Today was the 4th and final race in the 2017-2018 Yumigo! Summer Trail Series. The races are held once a month over the summer months (so it’s not just a clever name!) and this was the 3rd one I had run this season. You can read all about Race 1 at Anstey Hill and Race 3 at O’Halloran Hill if you’re keen!
Race 4, in the time I’ve been trail running, has been held at Newland Head, near Victor Harbor (where I was last Sunday and will be again next Sunday!), a nice 90 minute drive from Adelaide. This was the last year it would be held at Newland Head, as from next year it will be somewhere closer to Adelaide! I actually quite like a bit of a road trip and despite the early start, I think I’m going to miss it!
The weather forecast was looking a bit gnarly. In fact, a fairly large cycling event, the Coast To Coast, was supposed to be held today but was cancelled yesterday due to forecast dangerous conditions. When it comes to trail running, a little mud and rain never hurt anyone, so I was quite looking forward to a mudbath! (Plus, hopefully the weather might put off some of the competition!)
I did plan my clothing accordingly – I didn’t want to wear anything that would be ruined by mud! So, all black on the bottom half as usual (although I did brighten it up with some hot pink long socks!) and for some inexplicable reason I had decided to wash my trail shoes after my last run, so they looked brand new! (OK I like them to be nice and clean at the start of a race – rarely are they that way by the end!) I wore an old favourite, the pink top I’d run my first 3 marathons in, and my original arm warmers, which I’d purchased in Liverpool the day before my first marathon. I was expecting it to be cold in the morning so I also threw a buff into my bag, to wear as an ear warmer. A full change of clothes and 2 rain jackets also made the journey – gotta be prepared for anything!
I set my alarm for 5am, planning to leave around 5:50 to get there a good 40-45 minutes before race start at 8:15. (The race was originally meant to start at 8, but a last minute change was forced by a 15 minute detour on one of the roads leading to the event. So instead of having to leave home 15 minutes earlier, we started 15 minutes later – thanks to Race Director Ben for that!
It rained a little bit on the way down there, and there had been a fair bit of rain overnight, but it was looking pretty clear by the time I arrived. It was windy though! A couple of the gazebos threatened to blow away!
It is really a spectacular part of the world. One of my all time favourite bits of trail is the section of the Heysen Trail between Newland Head and King Head. That is a pretty technical section and probably not suitable for a race with a large number of participants, but definitely worth checking out if you want some challenging trail along with some spectacular scenery – just make sure you stop to admire the view, don’t try to admire it AND run at the same time, it won’t end well for you!
I went to take a photo of the ocean before we started. On the way back to the start area, sweeper and course demarker Ziad told me to go back so he could take a photo for me with me in it! After a few photos from different angles, we headed back and literally almost ran into a big f***er of a kangaroo bounding across the path, I’m not sure if anyone else saw him but he had to be at least 6 feet tall!

....

> _Challenge 1_
Retype the trail race post from "The weather forecast" to "of the competition!)".
> _Challenge 2_
Write what comes next in the post about the Newland Head trail race, picking up right after its final sentence.
The records that come next are drawn from a separate source.

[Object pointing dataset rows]
....

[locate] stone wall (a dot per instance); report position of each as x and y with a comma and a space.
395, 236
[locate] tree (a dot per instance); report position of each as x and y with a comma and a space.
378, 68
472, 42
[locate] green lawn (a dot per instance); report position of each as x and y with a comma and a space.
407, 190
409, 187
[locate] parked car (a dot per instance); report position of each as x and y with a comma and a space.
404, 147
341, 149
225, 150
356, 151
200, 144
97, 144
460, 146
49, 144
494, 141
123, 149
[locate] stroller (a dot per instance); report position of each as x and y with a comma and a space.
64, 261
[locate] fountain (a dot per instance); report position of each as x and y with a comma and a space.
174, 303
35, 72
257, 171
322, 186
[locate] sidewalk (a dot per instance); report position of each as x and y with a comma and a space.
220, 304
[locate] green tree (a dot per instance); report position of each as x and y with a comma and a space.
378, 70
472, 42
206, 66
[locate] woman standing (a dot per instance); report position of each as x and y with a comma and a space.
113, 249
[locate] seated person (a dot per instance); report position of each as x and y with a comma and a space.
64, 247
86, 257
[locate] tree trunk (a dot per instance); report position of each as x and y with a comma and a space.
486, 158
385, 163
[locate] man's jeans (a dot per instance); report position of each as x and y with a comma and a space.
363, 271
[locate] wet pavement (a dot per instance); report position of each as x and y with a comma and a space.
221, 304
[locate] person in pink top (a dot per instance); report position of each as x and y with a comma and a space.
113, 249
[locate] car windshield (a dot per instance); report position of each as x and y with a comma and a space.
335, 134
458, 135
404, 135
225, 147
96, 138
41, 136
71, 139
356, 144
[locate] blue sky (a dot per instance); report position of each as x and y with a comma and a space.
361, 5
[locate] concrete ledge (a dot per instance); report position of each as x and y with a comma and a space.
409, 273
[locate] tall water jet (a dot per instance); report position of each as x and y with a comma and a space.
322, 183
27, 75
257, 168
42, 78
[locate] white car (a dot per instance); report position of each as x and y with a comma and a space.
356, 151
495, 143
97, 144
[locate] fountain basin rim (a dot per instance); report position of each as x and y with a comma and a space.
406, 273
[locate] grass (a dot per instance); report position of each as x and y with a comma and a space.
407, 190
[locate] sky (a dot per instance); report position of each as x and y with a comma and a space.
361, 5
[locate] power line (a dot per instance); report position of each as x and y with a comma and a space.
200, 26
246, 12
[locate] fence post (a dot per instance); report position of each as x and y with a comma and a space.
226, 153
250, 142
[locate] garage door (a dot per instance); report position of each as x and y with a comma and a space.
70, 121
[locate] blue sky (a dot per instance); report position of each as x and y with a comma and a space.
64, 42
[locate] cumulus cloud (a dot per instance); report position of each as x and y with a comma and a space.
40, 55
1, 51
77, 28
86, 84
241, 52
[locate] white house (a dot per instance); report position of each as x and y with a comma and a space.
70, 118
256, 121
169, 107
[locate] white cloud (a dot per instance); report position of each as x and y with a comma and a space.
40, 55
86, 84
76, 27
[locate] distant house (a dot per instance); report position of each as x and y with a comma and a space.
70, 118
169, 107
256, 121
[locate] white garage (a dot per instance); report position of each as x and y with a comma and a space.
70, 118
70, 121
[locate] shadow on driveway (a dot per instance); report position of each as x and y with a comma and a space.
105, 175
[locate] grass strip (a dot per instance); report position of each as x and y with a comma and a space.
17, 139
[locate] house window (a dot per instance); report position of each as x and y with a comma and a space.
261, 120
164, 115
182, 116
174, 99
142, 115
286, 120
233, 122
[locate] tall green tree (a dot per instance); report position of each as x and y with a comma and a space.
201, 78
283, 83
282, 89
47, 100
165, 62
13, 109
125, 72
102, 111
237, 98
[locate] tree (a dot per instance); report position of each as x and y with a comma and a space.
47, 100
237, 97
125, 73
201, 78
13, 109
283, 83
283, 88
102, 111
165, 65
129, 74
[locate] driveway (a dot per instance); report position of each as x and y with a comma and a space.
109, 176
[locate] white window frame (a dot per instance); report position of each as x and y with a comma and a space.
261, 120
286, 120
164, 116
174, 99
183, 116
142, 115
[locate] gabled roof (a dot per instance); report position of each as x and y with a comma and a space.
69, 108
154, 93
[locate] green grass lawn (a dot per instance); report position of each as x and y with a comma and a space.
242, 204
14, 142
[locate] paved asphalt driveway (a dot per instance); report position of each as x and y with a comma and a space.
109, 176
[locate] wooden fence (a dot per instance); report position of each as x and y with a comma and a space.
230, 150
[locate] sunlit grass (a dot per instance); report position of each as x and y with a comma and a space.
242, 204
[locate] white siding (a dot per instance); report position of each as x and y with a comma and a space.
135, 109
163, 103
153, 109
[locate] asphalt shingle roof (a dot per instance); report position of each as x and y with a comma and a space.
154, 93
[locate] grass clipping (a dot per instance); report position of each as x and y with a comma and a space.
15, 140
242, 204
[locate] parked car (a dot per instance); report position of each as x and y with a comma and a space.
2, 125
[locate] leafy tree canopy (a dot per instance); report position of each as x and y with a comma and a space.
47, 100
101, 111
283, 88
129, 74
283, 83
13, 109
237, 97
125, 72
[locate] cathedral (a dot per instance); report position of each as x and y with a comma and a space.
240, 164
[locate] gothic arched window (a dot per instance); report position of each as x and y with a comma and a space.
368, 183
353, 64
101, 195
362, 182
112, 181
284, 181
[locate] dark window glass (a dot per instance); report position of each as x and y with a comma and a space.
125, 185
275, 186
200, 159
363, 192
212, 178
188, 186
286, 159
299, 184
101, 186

....

> _Expected output 1_
The weather forecast was looking a bit gnarly. In fact, a fairly large cycling event, the Coast To Coast, was supposed to be held today but was cancelled yesterday due to forecast dangerous conditions. When it comes to trail running, a little mud and rain never hurt anyone, so I was quite looking forward to a mudbath! (Plus, hopefully the weather might put off some of the competition!)

> _Expected output 2_
As mentioned earlier, I had brought 2 rain jackets, one light one which I was only wearing to block out some of the chill before the start, and a proper one in case it actually rained. (Fortunately the rain never eventuated!) So when it came to getting ready for the race, I was able to leave the jacket and my buff in the car, and put on my hat, sunnies and small race vest. I was ‘only’ running the short course, which was meant to be 11.5km (but as all trail runners know, distances in trail running are a guide only!) so I wasn’t expecting to need much in terms of nutrition and hydration. All I had was 500mL of Gatorade and a Clif bar (which I was planning to have at the end).
I didn’t see my ‘nemesis’ Jenny at the start, but didn’t think much of that as she had probably already sewn up her age group series win, and with the weather forecast as well as the long drive, I suspected a lot of people would not be making the trip today. (To be eligible for an age group series placing, you had to run at least 3 of the 4 races, and I knew Jenny had run all of the first 3 races)
As with all the previous races, the short and long course runners all started together, and the bulk of our 11.5km course was identical to the first part of the long (19km) course. Consequently, unless I asked, I wouldn’t know whether other runners were in the short or long course, until our paths separated around the 8km mark! It didn’t matter though, I would just assume every female I encountered was a) running the short course and b) in my age group. (Not that I was worried about age group placings anymore – having missed Race 2 at Cleland and finished 4th in my age group at O’Halloran, I was pretty certain that train had sailed!)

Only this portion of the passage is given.